▸ **Trecho de origem**
Como candidato a Presidente, Brizola centrou sua campanha no resgate da nacionalidade e na defesa da escolaridade. E teria feito isso se tivesse ganho em 1989. Ele sabia que a Nação é fabricada pela escola, pelos professores. Sabia que um marechal pode proclamar a República, mas só um exército de professores bem preparados, motivados e bem remunerados é capaz de construí-la. Ele sabia e denunciava que a desigualdade na escola faz a desigualdade na sociedade. Ele sentia que o berço da desigualdade está em como a escola é desigual desde o berço.

Aproveito, Sr. Presidente, para dar uma oportunidade ao Senador Mão Santa para falar, conforme solicitou.

O SR. PRESIDENTE (José Sarney. PMDB - AP) - No encaminhamento, não é permitido aparte.

O SR. CRISTOVAM BUARQUE (Bloco/PT - DF) - Perdeu, então, Sr. Presidente, uma eleição, perdeu outra e aceitou o que dificilmente um líder de sua estatura aceitaria. Com modéstia, foi ser vice de um político quase trinta anos mais jovem, a quem ele havia enfrentado e que o tinha derrotado poucos anos antes. Esse gesto de modéstia demonstra seu caráter pessoal. Mas, acima de tudo, é um gesto de um político com amor ao País e disposição para servir ao seu povo. Abriu mão de todas as vaidades, porque sabia que naquele momento era a vez do jovem metalúrgico substituir o velho engenheiro na condução dos interesses nacionais e dos trabalhadores.

▸ **Exercícios propostos**
**1)** Copie do trecho sobre Brizola tudo o que vai desde "Aproveito, Sr. Presidente, para" até "é permitido aparte.".
**2)** Segundo o trecho sobre Brizola, em que ele centrou sua campanha como candidato a Presidente?
Os registros abaixo são um material independente do trecho sobre Brizola.

▸ **Informações fornecidas**
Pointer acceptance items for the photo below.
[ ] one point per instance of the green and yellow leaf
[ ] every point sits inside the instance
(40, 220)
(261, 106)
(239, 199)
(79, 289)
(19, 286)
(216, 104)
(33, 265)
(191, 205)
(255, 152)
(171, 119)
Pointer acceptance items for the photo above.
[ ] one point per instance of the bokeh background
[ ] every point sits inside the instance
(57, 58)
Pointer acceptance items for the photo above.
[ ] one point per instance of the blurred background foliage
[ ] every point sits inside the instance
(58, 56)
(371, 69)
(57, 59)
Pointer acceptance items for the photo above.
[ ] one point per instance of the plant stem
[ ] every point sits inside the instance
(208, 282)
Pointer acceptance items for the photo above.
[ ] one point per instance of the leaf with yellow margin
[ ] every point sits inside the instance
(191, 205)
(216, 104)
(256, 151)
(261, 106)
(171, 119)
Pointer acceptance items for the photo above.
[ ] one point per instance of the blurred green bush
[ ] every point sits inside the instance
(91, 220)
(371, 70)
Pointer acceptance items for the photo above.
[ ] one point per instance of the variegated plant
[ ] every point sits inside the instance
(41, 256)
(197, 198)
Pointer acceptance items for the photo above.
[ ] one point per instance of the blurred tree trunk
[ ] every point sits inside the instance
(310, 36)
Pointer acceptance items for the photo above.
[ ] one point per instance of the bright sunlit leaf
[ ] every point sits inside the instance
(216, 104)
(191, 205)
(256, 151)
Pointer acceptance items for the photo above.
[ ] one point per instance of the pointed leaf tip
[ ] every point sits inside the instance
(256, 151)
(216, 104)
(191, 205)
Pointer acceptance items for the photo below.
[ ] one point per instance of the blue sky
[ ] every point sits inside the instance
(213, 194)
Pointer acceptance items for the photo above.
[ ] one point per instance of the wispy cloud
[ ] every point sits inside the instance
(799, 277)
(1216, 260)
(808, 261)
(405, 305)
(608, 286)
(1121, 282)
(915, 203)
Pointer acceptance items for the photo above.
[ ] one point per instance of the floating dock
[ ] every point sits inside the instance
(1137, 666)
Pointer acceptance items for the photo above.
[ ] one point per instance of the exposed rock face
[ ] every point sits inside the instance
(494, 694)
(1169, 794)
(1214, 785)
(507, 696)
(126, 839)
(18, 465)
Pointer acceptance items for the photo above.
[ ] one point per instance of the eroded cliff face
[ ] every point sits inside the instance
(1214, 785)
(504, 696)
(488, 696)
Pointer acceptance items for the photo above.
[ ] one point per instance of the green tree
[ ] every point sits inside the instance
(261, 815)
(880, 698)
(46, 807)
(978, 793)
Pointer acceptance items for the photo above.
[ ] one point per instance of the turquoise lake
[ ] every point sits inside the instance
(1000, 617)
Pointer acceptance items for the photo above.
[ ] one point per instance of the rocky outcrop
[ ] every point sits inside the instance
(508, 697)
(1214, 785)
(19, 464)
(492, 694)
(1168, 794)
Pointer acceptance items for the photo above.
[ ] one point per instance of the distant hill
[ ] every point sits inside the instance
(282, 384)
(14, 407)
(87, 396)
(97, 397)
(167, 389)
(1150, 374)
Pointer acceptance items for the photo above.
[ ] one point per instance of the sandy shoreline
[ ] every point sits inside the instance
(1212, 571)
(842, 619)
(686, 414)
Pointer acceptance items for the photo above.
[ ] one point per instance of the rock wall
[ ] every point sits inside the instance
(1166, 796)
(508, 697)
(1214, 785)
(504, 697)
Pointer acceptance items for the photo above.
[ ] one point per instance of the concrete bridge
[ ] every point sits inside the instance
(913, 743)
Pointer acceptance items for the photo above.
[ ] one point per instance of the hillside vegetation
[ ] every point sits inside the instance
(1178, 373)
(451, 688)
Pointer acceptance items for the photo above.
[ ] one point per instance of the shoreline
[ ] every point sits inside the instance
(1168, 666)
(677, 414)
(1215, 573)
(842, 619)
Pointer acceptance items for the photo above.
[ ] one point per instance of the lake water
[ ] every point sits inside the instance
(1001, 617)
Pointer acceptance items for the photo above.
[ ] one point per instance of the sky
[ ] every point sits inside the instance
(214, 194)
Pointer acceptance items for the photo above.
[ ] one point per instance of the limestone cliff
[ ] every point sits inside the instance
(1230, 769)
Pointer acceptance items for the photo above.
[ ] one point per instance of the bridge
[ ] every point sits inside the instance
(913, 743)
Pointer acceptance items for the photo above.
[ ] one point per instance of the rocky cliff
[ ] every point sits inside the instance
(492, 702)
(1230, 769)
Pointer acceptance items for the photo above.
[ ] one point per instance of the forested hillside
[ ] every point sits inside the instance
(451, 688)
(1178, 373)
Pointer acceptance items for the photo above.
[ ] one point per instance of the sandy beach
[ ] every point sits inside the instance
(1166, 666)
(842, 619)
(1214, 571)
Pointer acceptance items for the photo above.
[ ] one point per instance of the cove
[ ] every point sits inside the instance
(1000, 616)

▸ **Respostas por tarefa**
**1)**
Aproveito, Sr. Presidente, para dar uma oportunidade ao Senador Mão Santa para falar, conforme solicitou.

O SR. PRESIDENTE (José Sarney. PMDB - AP) - No encaminhamento, não é permitido aparte.

**2)** No resgate da nacionalidade e na defesa da escolaridade.